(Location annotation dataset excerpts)
--- Start ---

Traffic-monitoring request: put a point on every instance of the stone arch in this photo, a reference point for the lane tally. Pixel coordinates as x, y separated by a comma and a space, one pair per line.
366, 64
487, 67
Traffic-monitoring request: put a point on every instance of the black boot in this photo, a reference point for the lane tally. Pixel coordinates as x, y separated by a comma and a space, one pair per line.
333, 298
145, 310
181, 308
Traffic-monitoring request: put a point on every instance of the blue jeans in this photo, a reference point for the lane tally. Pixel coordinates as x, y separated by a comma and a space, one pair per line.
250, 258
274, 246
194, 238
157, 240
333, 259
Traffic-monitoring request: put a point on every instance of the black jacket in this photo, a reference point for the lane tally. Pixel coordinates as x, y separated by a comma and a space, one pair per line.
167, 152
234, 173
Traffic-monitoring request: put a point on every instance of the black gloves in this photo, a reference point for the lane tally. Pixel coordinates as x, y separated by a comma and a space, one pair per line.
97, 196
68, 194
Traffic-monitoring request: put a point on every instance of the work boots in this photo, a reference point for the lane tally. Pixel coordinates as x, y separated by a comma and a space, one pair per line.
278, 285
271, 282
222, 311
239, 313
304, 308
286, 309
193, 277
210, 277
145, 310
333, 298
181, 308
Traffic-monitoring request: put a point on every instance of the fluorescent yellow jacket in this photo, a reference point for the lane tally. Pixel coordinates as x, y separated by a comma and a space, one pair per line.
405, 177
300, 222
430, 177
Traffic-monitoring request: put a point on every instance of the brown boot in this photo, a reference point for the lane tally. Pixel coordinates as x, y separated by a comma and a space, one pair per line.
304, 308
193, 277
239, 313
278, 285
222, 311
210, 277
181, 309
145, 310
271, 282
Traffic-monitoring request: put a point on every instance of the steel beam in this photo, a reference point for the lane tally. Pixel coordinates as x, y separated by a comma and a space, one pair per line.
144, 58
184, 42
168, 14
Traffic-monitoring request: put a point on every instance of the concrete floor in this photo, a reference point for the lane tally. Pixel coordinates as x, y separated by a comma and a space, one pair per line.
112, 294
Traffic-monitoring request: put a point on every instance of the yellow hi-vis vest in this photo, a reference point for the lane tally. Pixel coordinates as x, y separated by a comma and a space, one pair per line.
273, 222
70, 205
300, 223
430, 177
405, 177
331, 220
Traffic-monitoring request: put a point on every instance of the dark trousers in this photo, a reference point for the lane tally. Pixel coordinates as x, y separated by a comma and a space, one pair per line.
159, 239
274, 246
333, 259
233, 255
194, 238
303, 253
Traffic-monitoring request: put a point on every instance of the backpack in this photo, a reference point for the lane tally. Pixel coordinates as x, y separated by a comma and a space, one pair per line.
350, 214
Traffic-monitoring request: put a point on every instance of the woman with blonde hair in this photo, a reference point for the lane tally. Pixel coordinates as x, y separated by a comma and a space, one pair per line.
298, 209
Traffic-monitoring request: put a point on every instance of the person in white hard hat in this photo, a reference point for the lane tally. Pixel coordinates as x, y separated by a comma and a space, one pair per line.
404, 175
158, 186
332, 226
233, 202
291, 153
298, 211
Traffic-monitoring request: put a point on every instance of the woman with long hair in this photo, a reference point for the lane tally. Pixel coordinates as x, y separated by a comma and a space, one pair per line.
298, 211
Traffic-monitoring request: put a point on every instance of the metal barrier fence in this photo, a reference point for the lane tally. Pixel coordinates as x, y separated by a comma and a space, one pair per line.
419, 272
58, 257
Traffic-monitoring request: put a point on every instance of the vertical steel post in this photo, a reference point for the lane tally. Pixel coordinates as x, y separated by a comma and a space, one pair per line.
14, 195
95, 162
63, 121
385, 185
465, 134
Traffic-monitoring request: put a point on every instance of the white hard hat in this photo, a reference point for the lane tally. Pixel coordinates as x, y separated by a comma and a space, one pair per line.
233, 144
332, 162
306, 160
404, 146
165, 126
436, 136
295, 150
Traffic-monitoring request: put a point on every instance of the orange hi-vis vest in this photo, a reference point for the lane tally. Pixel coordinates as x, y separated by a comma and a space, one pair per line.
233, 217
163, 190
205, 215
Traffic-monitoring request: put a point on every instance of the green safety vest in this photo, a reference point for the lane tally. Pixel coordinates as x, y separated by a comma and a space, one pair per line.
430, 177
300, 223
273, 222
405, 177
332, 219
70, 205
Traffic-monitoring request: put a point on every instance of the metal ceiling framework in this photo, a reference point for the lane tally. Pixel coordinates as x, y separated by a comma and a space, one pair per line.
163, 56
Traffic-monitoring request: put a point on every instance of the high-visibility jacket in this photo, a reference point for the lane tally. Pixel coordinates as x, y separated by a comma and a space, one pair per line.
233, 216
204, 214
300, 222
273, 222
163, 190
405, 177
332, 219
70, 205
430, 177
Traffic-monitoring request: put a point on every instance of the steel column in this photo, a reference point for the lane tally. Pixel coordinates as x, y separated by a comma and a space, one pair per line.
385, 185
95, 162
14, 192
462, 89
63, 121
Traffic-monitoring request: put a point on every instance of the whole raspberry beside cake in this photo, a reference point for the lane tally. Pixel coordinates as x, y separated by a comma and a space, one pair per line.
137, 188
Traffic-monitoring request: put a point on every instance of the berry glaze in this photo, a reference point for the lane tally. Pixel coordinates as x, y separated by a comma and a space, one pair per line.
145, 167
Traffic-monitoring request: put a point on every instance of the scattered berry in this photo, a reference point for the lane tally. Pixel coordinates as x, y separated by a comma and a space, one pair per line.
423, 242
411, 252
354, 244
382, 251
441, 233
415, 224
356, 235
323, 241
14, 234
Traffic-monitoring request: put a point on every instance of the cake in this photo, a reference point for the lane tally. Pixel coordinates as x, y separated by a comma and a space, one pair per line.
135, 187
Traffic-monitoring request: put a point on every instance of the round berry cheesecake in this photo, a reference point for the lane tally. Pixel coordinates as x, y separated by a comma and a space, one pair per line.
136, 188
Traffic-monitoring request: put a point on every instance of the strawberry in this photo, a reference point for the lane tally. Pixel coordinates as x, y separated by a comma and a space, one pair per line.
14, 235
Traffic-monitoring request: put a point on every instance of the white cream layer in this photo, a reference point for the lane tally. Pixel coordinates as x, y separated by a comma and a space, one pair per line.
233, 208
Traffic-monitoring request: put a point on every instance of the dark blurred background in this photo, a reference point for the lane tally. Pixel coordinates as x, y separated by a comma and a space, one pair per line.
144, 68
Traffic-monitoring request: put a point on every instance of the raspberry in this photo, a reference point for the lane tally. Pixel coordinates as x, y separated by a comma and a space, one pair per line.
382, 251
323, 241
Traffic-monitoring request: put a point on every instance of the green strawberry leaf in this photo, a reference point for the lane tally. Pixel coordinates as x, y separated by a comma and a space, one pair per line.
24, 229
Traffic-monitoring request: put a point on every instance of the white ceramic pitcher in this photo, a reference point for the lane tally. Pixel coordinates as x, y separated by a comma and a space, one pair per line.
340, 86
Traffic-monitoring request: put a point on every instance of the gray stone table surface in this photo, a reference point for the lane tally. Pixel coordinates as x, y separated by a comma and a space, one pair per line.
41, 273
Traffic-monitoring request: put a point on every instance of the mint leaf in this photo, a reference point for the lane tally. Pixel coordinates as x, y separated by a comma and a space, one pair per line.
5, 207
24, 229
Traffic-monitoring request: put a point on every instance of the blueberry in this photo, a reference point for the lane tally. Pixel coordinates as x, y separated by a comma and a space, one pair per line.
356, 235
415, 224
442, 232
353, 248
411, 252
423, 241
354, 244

--- End ---

Give the lines exactly as they stand, from the line with "the green strawberry" through the end of the material.

▶ Reply to the exercise:
Traffic-monitoring request: put a point on every instance of the green strawberry leaf in this photo, a reference point for the lane tally. Pixel coordinates as x, y separated by a comma and a space, one pair per line.
24, 229
Traffic-monitoring request: put a point on every instance of the white ceramic pitcher in this photo, a reference point for the lane tally. Pixel coordinates as x, y separated by a comma and a space, one pair per line.
340, 86
Traffic-monitoring request: put a point on every instance of the gray stone table surface in this photo, a reference point for the lane tally. Pixel coordinates as x, y separated by a comma and a space, one pair per line.
41, 273
Traffic-monitoring request: put a point on every instance of the mint leaf in this photo, a reference point for the lane tally. Pixel coordinates as x, y separated by a comma and a space, one pair per line.
5, 207
24, 229
Traffic-monitoring request: put a point on every instance of the blueberry in this photo, a reference point for the lane tally. Pixel coordinates as x, y separated by a comma and a space, one pair per line.
356, 235
415, 224
442, 232
353, 248
411, 252
423, 241
354, 244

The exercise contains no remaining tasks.